• _PROBLEM TO SOLVE_: Take each line in the entries below that holds "antler" and show it.

• _SUPPLIED DATA_:
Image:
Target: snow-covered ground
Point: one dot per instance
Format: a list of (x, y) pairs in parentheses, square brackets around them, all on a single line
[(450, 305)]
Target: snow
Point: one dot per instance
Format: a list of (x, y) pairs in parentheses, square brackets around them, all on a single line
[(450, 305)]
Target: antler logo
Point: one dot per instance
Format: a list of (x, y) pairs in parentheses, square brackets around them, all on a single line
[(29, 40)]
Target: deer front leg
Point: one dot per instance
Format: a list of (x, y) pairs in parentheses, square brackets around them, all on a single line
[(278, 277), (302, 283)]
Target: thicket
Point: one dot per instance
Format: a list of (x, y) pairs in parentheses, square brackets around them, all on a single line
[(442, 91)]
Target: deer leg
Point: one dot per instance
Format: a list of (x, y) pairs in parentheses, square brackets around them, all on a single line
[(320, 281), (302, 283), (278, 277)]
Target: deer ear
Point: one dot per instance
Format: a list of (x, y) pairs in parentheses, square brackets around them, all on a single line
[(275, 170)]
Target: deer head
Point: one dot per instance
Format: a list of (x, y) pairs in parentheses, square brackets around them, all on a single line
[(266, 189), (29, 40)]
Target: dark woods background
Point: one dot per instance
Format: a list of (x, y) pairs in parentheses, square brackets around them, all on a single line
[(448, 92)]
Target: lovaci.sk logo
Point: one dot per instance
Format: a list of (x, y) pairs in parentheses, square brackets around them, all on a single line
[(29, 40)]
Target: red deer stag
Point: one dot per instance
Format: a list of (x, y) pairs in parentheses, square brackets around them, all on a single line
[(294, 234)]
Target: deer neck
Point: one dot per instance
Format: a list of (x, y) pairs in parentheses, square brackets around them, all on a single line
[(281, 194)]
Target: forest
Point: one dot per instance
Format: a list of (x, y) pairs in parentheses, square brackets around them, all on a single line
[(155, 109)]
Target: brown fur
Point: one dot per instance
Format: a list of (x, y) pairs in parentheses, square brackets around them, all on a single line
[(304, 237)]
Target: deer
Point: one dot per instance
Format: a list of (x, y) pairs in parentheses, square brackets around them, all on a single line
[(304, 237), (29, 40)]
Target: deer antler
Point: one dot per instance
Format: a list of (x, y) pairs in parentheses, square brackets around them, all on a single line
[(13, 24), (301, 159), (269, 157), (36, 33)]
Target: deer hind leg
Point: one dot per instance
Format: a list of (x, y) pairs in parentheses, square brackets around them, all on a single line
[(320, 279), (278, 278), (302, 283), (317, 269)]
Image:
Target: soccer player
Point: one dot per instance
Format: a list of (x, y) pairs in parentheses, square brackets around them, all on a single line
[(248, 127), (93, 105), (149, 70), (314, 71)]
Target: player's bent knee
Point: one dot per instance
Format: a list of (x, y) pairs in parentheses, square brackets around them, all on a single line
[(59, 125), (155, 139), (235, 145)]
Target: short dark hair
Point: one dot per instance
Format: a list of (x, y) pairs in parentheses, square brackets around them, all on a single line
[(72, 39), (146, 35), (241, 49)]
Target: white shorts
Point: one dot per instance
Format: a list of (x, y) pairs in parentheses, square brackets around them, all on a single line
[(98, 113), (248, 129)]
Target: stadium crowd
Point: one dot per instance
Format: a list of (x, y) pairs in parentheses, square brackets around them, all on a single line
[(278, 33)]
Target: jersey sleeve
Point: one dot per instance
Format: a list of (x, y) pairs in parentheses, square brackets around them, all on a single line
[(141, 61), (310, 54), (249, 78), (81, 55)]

• _OUTPUT FOR THIS EXERCISE_:
Target: antler logo
Target: deer antler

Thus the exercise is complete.